* Required task *
Recast every line of the records below as a numbered list, skipping blank lines and leaving the pictures out.

== == ==

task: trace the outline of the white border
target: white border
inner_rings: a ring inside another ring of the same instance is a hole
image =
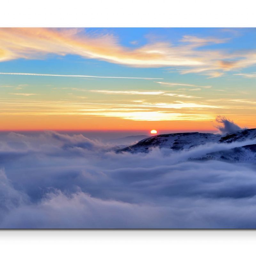
[[[0,27],[255,27],[253,0],[9,0]]]
[[[3,1],[2,1],[3,2]],[[255,27],[255,1],[34,0],[1,3],[0,27]],[[250,230],[2,230],[1,255],[247,255]]]
[[[3,255],[251,255],[253,230],[3,230]]]

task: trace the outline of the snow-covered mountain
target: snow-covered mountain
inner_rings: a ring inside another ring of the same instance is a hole
[[[200,157],[190,160],[218,160],[228,162],[256,164],[256,144],[236,147],[226,150],[208,153]]]
[[[255,147],[251,141],[256,139],[256,129],[242,130],[234,133],[224,135],[200,132],[184,132],[160,134],[142,140],[135,144],[118,150],[118,152],[147,153],[154,147],[164,148],[175,151],[188,150],[195,147],[209,143],[231,143],[248,141],[248,145],[230,149],[213,152],[197,158],[207,160],[216,159],[231,162],[244,161],[250,158],[256,162]]]

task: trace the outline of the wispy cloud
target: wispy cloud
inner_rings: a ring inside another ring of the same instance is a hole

== == ==

* Full answer *
1. task: trace the outline of the white border
2. target: white border
3. inner_rings: a ring inside another ring of the same instance is a hole
4. image =
5. [[[0,27],[255,27],[253,0],[9,0]]]
6. [[[3,1],[2,1],[3,2]],[[255,27],[255,1],[34,0],[1,3],[0,27]],[[250,230],[2,230],[1,255],[247,255]]]
7. [[[3,255],[251,255],[253,230],[3,230]]]
8. task: trace the outline of the snow-covered mountain
9. target: snow-covered mountain
10. inner_rings: a ring inside another ring of the same instance is a hole
11. [[[200,157],[190,160],[218,160],[228,162],[256,164],[256,144],[236,147],[226,150],[208,153]]]
12. [[[255,147],[251,141],[256,139],[256,129],[242,130],[234,133],[224,135],[200,132],[184,132],[160,134],[142,140],[135,144],[118,150],[118,152],[147,153],[154,147],[164,148],[175,151],[188,150],[195,147],[209,143],[231,143],[248,141],[248,145],[230,149],[213,152],[197,158],[207,160],[216,159],[231,162],[244,161],[250,158],[256,162]]]
13. task: trace the outline of the wispy cloud
14. target: wispy cloud
15. inner_rings: a ring inside another ring of the same instance is a hole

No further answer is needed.